## Work order
Pull every line that includes the word "leafy" from the data.

## Supplied records
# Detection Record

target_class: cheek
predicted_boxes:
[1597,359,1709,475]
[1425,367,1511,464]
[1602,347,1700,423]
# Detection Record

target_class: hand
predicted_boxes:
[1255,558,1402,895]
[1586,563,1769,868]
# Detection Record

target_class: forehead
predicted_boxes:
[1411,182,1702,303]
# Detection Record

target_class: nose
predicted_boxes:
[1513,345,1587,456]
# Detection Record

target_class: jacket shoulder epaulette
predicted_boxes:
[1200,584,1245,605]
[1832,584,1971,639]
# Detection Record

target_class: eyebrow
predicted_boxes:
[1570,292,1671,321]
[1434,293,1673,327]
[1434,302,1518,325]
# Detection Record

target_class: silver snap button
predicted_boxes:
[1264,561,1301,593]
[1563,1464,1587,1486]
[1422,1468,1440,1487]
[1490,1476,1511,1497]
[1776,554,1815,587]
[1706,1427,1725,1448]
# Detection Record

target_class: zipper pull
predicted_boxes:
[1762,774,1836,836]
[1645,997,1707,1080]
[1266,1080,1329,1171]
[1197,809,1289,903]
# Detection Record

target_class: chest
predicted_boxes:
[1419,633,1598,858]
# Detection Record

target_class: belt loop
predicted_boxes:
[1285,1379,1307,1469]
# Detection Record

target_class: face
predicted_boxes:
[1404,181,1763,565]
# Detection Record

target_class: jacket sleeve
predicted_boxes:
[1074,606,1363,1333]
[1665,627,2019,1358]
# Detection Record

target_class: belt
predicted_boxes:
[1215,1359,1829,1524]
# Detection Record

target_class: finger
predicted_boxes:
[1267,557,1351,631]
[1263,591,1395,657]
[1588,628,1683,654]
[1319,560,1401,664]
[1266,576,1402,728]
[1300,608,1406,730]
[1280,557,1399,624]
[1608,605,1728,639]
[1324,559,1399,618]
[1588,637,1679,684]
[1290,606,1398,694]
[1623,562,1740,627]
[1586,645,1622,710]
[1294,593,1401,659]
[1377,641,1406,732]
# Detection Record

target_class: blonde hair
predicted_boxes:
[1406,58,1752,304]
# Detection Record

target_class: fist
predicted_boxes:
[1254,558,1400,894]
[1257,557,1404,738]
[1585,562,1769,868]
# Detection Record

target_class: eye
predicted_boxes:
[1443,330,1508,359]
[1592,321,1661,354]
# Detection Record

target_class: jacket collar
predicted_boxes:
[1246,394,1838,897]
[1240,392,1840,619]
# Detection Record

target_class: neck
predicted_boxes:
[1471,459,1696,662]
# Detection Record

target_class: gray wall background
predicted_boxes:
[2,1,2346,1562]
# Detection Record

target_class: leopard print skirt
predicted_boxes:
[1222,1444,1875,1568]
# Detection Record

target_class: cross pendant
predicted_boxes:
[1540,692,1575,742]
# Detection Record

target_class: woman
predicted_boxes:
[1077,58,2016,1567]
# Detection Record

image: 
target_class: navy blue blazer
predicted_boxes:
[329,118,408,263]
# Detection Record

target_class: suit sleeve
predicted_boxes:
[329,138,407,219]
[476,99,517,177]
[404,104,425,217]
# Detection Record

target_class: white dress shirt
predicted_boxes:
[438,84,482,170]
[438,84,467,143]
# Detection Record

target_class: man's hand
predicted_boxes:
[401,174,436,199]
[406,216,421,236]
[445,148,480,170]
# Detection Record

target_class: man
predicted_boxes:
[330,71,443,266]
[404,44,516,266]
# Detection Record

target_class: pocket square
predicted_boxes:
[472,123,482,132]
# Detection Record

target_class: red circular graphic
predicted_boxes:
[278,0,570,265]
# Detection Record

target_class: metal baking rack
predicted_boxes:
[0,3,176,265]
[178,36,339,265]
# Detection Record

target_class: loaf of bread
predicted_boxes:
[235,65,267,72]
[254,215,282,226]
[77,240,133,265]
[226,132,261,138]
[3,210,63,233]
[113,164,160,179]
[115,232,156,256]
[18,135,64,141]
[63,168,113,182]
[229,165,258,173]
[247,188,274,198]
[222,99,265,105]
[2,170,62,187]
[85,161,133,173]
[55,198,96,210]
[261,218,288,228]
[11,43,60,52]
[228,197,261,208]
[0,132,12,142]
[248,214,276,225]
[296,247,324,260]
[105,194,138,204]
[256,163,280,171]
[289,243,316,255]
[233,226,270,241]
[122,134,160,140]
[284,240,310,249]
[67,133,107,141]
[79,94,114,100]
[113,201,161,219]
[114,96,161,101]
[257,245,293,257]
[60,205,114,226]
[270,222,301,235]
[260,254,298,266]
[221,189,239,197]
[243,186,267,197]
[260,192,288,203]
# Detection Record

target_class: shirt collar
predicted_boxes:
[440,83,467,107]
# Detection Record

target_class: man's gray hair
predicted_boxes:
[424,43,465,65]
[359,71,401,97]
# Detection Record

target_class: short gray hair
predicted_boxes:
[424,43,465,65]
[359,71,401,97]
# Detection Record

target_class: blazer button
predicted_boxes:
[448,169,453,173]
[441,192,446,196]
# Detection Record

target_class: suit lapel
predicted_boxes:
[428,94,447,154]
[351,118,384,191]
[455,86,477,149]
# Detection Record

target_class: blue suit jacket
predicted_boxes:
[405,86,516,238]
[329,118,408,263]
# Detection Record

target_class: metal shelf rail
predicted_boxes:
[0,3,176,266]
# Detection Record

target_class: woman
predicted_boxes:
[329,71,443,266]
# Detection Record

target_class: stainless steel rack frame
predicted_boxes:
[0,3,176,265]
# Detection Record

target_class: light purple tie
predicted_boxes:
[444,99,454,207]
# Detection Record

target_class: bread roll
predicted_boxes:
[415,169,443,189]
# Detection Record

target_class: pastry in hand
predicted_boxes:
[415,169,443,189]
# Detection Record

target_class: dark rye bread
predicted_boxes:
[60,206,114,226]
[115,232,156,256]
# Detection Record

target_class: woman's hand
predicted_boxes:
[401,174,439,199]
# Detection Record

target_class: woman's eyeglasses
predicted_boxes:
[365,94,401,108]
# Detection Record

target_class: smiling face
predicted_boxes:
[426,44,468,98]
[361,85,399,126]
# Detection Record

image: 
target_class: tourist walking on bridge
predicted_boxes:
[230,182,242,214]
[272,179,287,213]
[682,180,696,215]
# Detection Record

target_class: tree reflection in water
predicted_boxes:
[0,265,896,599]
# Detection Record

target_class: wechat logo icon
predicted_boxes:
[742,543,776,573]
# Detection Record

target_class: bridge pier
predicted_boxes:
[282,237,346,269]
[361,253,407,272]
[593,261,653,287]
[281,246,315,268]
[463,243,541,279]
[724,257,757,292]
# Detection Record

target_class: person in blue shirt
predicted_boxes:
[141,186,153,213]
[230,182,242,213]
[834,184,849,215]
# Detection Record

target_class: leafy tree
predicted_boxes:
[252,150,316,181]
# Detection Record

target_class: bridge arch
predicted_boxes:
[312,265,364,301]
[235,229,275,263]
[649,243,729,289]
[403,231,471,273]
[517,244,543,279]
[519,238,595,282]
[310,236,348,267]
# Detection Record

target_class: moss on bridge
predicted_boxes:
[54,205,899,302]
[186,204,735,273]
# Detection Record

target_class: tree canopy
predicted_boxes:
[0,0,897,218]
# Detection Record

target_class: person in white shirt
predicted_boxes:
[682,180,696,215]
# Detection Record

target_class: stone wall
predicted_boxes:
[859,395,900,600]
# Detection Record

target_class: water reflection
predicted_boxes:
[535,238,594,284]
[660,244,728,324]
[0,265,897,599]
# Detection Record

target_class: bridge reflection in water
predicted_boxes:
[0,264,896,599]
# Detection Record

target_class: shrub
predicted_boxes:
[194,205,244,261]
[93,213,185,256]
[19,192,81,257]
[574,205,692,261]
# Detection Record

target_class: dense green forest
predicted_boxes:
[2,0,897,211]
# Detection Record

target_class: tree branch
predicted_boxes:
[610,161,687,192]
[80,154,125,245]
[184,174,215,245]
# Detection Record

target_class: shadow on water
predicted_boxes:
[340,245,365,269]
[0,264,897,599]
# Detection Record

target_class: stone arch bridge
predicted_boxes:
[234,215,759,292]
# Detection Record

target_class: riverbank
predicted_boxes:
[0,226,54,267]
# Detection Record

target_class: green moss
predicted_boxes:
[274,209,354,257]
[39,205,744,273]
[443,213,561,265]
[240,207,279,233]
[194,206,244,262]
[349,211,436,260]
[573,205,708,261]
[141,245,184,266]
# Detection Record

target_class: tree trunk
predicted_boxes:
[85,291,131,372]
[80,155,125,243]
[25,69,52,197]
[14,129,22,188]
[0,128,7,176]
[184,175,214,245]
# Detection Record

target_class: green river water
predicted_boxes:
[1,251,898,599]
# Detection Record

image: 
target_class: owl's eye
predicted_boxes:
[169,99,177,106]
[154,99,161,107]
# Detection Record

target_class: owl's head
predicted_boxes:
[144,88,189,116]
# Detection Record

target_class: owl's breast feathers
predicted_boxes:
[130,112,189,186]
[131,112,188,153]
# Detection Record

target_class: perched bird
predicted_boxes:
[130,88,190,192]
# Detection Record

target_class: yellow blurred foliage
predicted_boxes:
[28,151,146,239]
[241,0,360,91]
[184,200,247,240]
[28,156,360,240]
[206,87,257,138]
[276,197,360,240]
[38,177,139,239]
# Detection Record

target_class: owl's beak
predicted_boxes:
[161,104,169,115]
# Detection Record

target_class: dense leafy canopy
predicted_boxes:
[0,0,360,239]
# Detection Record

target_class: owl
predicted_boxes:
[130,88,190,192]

## Reply
target_class: leafy tree
target_class: dense leafy canopy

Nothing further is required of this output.